Reps. like Obama's tech proposals to track health quality, fraud

Centers for Medicare and Medicaid budget calls for $110 million to overhaul data systems and $561 million to scrutinize claims for suspicious patterns that could point to illegal activity.

Rep. John Dingell says HHS must hold contractors accountable in plan to track health care quality. Lawrence Jackson/AP

A key House Democrat praised a proposal in President Obama's fiscal 2011 budget request that would make it possible to cull data from claims in systems at the Centers for Medicare and Medicaid Services to measure quality of health care and to link payments to performance.

"This initiative appears to be a key part of the Medicare and Medicaid delivery system reform puzzle," said former House Energy and Commerce Committee Chairman John Dingell, D-Mich., during a session on Thursday. "It appears that the administration is on to something here."

The fiscal 2011 budget released on Monday recommends $110 million go toward transforming the CMS data collection system from an infrastructure that merely processes claims to one that can analyze and share health care performance data. The goal is to use the resulting assessments, in part, to promote value-based purchasing, a contracting approach that ties provider and plan payments to the quality of care provided.

# [Information]
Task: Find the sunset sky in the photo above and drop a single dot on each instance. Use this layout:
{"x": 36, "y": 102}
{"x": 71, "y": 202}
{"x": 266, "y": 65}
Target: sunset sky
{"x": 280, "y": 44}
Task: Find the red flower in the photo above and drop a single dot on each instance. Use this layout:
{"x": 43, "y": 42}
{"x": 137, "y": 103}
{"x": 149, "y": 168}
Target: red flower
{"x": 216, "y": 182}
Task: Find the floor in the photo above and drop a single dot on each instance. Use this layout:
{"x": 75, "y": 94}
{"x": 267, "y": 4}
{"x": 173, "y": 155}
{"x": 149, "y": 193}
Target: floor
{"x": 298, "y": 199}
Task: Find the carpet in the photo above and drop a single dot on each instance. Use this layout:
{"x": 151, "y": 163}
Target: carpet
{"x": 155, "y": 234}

# [Set of tasks]
1/ Quote the Medicare data article word for word, starting at the words "The fiscal 2011" and ending after the words "of care provided.".
2/ Continue the article on President Obama's Medicare and Medicaid data proposals from the point where it stops.
The material has no connection to the article on Medicare and Medicaid data systems.

# [Answers to each task]
1/
The fiscal 2011 budget released on Monday recommends $110 million go toward transforming the CMS data collection system from an infrastructure that merely processes claims to one that can analyze and share health care performance data. The goal is to use the resulting assessments, in part, to promote value-based purchasing, a contracting approach that ties provider and plan payments to the quality of care provided.

2/
At Thursday's hearing on the president's budget, Dingell, the longest serving House member, pressed Health and Human Services Secretary Kathleen Sebelius to make sure the department commits to sustaining the project and holds contractors accountable to avoid the numerous system modernization failures he has witnessed during his five decades-long career.

"I have wrestled with a number of department agencies over the past [about] their adequacy . . . to upgrade these matters," Dingell said. "They've had good motivation, noble intentions, but the implementation was also lacking, causing substantial waste and confusion."

When he asked Sebelius whether the $110 million would be a one-time investment, she said, "This is a multiyear strategy to actually build a 21st century information and data system."

"Should we anticipate that you will be coming back up here to continue to move toward adequate resources to sustain this project over the years?" Dingell asked.

Sebelius said she would see the project through and later added the department has a new information officer, who is not directly connected to CMS, who is assisting with project supervision. She assured Dingell that HHS would provide proper oversight of vendors and federal employees working on the project.

The budget also would increase discretionary funding by $250 million to fight health care fraud, bringing spending to $561 million, an 80 percent increase from the $311 million budget in fiscal 2010. The money would partly support technologies that pinpoint criminal activity by scrutinizing suspicious patterns in claims data, Sebelius said.

"Medicare claims data used to be scattered among several databases belonging to different contractors," she said. "If we wanted to find out how many claims had been made for a certain kind of wheelchair, we had to go look in several different places. But now, we are combining all Medicare paid claims data into a single, searchable database."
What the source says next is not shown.